### TEXT PROVIDED ###
3 Cooley on Taxation, § 1295, 4th ed. (1924); see also Crest Communications v. Kuehle, 754 S.W.2d 563 (Mo.1988) (“[P]ublic policy discourages suits for the refund of taxes erroneously paid or illegally collected and favors certainty in the collection of revenue.”). Thus, a broader interpretation of section 59-2-1321 than the one we maintain here would, we believe, threaten the integrity of other provisions of the Property Tax Act, in particular sections 59-2-1004 and 59-2-1327, and the stability of Utah's property taxing scheme.
¶ 18 Applying our interpretation to the case at hand, we hold that the Landlords' claim does not fit within the scope of section 59-2-1321. We reject, first of all, the Landlords' argument that their claim fits under the “paid more than once” clause of this provision. We believe this clause refers only to more than one payment by a single taxpayer, for example due to forgetfulness or simple error. Considering a situation where a property owner sought a refund, claiming that he had erroneously paid taxes according to an assessment that included the property belonging to another, a New York court held that:
Such error as existed was an error of the assessors going to substance and only made manifest by extrinsic facts. It was not therefore of a character that could be corrected at this time [under the state refund statute]․ The situation was one of overassessment and the petitioner's remedy was to have sought correction on grievance day.
In re Morewood Realty Holding Co., 241 A.D. 841, 271 N.Y.S. 392, 396 (N.Y.App.Div.1934).
###
§ SET PROBLEM A
Write out the tax refund passage word for word, from "3 Cooley on" up to and including "property taxing scheme.".
§ SET PROBLEM B
Answer these questions on the tax refund passage:
(i) Apart from section 59-2-1321, which two sections of the Property Tax Act does the passage say a broader interpretation would threaten?
(ii) To what does the court say the "paid more than once" clause refers?
(iii) In the quoted New York decision, what remedy should the petitioner have sought?
The lines that come after the tax refund passage are not needed.
### INFORMATION SUPPLIED ###
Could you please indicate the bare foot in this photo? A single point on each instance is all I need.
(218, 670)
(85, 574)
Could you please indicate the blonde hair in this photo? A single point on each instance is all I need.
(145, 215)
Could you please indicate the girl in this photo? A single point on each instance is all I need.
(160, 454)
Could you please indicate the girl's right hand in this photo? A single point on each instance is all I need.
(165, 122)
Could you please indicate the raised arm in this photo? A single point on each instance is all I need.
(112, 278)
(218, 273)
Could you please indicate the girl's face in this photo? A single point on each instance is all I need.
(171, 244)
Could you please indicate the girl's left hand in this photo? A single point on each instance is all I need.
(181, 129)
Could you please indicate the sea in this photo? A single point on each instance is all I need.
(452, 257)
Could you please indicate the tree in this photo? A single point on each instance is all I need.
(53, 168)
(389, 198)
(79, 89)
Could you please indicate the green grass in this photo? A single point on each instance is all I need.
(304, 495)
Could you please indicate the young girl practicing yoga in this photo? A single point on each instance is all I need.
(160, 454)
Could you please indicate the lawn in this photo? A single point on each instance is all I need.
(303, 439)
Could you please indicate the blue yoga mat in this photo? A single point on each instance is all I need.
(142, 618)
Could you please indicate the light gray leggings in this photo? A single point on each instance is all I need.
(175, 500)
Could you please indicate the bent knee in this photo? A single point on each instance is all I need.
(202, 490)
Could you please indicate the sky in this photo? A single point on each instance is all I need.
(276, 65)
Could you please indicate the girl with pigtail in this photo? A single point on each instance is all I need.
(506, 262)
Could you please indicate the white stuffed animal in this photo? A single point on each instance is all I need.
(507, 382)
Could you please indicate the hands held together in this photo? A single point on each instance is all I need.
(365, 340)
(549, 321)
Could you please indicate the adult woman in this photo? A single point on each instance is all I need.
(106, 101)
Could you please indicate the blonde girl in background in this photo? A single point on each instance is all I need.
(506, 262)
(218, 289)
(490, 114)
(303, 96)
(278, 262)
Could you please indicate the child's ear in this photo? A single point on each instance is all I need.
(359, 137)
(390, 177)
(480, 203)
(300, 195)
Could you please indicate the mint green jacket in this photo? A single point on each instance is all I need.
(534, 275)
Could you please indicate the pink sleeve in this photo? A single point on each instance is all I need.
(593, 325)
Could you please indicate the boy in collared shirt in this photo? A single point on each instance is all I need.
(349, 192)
###
### INFORMATION SUPPLIED ###
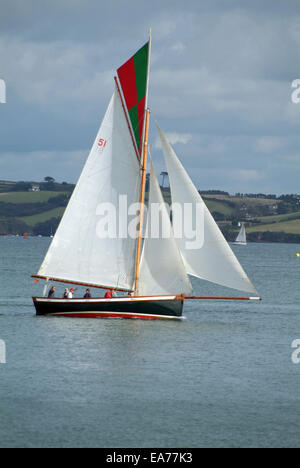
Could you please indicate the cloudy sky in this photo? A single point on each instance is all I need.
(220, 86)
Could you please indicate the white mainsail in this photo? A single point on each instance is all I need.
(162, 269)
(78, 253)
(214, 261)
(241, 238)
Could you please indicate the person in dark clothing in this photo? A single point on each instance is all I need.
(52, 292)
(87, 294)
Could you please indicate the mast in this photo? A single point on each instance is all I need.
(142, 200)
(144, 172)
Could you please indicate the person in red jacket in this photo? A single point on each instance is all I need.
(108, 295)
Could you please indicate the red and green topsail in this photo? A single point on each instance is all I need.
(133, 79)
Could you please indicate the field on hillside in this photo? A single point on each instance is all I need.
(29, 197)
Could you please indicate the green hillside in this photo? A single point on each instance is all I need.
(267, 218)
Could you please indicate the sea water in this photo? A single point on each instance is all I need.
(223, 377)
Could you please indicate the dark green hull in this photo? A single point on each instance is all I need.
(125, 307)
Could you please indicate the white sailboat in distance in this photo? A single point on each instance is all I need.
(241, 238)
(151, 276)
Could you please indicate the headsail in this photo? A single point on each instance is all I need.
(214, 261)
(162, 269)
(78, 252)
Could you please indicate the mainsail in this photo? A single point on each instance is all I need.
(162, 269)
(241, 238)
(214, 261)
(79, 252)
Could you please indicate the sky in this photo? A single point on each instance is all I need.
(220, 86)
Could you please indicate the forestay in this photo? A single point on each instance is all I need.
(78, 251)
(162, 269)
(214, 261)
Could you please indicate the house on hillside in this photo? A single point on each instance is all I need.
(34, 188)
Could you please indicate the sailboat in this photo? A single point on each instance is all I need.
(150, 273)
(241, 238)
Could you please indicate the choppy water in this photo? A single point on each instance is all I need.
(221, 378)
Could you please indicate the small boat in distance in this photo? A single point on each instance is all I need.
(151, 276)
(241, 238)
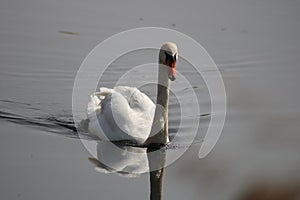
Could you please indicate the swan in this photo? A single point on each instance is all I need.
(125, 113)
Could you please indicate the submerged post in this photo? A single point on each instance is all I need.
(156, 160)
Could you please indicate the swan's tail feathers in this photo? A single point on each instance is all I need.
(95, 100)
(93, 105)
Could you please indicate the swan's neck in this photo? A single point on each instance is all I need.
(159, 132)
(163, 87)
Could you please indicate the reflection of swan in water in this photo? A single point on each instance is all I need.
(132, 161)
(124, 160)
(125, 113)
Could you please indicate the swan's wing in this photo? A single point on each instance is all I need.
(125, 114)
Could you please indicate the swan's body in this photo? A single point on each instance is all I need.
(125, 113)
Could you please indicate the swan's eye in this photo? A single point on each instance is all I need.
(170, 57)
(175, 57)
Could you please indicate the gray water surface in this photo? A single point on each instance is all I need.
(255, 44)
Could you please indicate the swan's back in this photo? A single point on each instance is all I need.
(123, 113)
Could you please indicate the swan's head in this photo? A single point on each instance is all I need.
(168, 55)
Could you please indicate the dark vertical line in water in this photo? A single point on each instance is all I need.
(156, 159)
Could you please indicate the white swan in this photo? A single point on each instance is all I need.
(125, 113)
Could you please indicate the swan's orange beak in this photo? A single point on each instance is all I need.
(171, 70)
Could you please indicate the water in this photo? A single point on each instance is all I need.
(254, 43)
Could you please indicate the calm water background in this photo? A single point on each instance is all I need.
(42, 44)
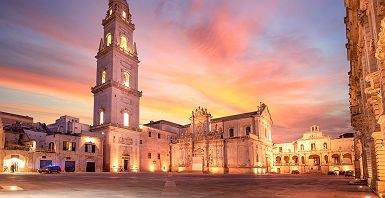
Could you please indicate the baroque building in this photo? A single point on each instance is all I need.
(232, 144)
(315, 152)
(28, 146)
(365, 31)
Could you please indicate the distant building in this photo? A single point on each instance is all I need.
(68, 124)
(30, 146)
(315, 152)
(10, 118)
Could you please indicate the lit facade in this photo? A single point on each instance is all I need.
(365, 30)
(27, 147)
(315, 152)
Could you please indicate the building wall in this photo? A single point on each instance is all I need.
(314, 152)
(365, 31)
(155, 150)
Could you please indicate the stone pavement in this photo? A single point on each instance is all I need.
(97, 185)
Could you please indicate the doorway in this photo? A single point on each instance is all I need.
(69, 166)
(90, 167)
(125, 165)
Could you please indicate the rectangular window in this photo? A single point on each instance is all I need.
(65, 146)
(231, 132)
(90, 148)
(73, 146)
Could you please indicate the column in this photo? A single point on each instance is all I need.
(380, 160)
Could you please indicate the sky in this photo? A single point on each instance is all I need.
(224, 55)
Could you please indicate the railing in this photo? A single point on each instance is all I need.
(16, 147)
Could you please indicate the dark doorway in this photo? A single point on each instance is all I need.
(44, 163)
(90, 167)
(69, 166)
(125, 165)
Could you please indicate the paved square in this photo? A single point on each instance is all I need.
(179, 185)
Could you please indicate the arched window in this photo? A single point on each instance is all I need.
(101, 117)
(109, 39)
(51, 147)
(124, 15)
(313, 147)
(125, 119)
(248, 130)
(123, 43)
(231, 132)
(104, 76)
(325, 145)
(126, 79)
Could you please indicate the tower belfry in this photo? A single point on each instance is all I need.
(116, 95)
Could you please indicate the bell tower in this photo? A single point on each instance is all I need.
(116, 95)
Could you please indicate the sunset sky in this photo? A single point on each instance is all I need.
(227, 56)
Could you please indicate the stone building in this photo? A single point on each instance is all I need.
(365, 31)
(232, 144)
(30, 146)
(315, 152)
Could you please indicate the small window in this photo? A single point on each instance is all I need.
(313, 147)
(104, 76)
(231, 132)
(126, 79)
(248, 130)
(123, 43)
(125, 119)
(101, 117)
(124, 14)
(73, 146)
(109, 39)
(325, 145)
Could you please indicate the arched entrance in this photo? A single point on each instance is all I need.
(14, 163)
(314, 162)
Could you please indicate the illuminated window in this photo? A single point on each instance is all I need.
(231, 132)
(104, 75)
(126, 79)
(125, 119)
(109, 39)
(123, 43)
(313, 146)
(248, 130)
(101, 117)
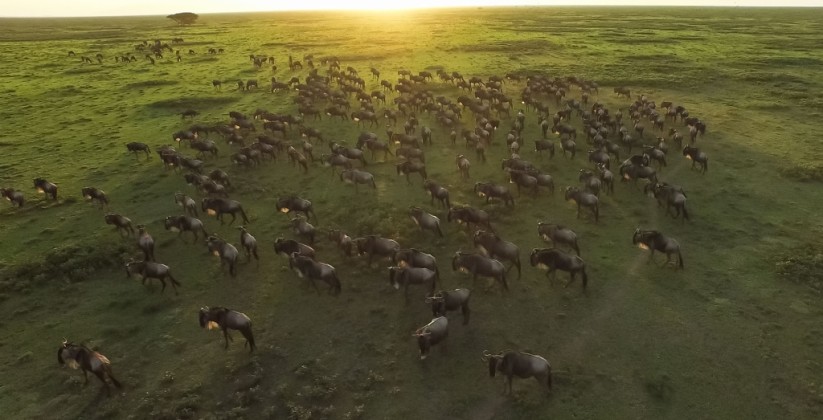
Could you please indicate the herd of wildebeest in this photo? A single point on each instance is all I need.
###
### INFORMATION SUPPLIED ###
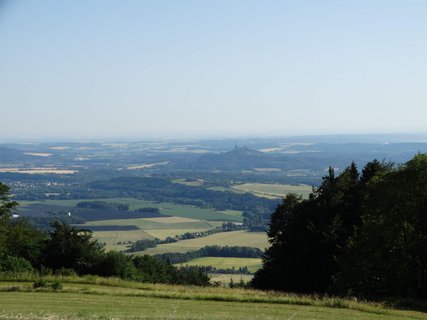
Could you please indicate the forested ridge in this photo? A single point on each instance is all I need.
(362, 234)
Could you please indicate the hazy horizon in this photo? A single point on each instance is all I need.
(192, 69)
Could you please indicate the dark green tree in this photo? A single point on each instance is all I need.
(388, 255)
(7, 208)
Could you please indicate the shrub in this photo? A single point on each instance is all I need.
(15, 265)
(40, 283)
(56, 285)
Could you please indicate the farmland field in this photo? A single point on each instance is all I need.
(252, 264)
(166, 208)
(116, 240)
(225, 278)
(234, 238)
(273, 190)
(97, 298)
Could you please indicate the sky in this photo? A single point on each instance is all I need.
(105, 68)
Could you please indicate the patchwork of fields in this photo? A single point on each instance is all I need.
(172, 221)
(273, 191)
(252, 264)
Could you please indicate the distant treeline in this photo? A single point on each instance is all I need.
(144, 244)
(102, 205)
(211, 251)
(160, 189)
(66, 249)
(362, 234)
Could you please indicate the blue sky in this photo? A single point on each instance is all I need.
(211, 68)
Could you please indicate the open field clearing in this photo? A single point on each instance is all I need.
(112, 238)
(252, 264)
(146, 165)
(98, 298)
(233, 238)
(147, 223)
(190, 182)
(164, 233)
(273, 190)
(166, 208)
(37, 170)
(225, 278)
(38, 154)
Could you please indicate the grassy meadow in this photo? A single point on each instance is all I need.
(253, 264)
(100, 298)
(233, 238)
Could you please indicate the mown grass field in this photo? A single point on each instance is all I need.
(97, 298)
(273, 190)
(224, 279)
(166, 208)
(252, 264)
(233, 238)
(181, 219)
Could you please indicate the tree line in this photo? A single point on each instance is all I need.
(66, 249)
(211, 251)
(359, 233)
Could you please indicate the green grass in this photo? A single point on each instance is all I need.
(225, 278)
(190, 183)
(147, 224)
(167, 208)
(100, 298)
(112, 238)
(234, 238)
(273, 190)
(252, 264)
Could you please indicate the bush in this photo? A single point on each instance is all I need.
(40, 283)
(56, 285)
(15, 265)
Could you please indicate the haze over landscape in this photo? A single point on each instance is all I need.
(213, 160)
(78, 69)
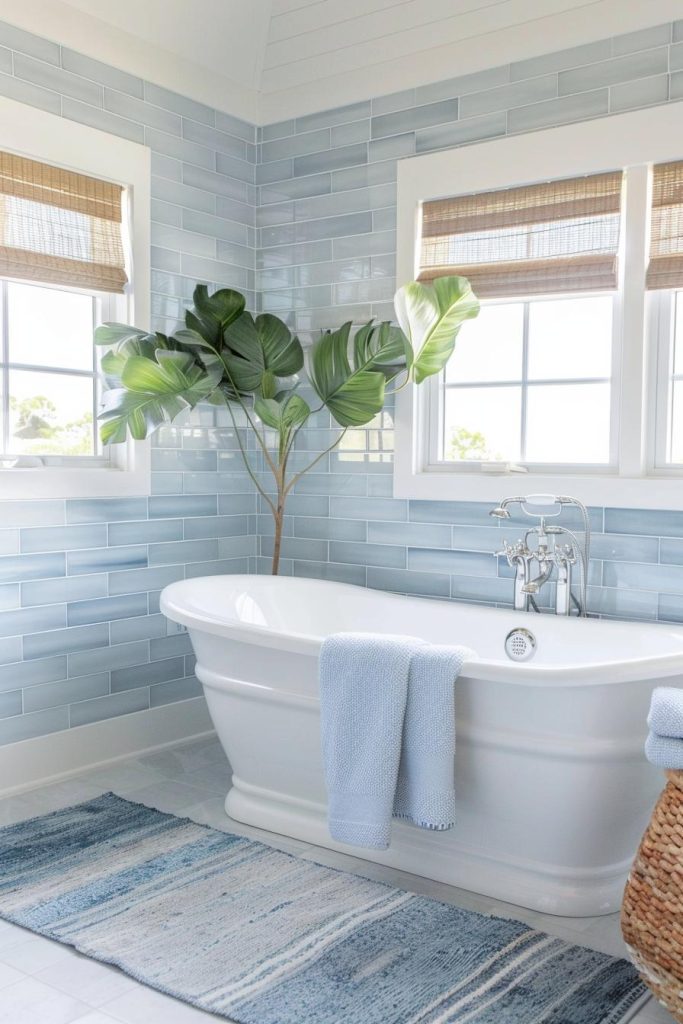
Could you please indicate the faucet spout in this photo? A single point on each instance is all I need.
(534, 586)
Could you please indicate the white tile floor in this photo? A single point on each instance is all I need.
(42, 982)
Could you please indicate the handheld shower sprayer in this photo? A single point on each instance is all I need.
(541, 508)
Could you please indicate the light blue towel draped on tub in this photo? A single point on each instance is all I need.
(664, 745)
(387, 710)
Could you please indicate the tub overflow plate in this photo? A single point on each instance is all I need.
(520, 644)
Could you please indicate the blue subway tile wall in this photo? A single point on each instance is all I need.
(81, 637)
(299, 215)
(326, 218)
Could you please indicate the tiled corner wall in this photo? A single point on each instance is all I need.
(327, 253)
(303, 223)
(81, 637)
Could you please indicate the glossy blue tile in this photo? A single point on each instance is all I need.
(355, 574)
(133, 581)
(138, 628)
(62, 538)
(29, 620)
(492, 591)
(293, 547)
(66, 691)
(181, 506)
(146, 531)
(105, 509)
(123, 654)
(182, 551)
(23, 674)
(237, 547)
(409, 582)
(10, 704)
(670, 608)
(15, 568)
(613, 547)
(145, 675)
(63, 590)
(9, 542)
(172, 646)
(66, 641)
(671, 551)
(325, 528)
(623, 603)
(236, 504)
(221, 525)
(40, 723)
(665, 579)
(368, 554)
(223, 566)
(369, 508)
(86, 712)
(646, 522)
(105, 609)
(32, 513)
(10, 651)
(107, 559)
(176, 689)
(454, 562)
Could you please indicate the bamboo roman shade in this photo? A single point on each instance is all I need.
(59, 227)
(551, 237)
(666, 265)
###
§ FINAL RESULT A
3 Cooley on Taxation, § 1295, 4th ed. (1924); see also Crest Communications v. Kuehle, 754 S.W.2d 563 (Mo.1988) (“[P]ublic policy discourages suits for the refund of taxes erroneously paid or illegally collected and favors certainty in the collection of revenue.”). Thus, a broader interpretation of section 59-2-1321 than the one we maintain here would, we believe, threaten the integrity of other provisions of the Property Tax Act, in particular sections 59-2-1004 and 59-2-1327, and the stability of Utah's property taxing scheme.

§ FINAL RESULT B
(i) Sections 59-2-1004 and 59-2-1327.
(ii) Only to more than one payment by a single taxpayer.
(iii) Correction on grievance day.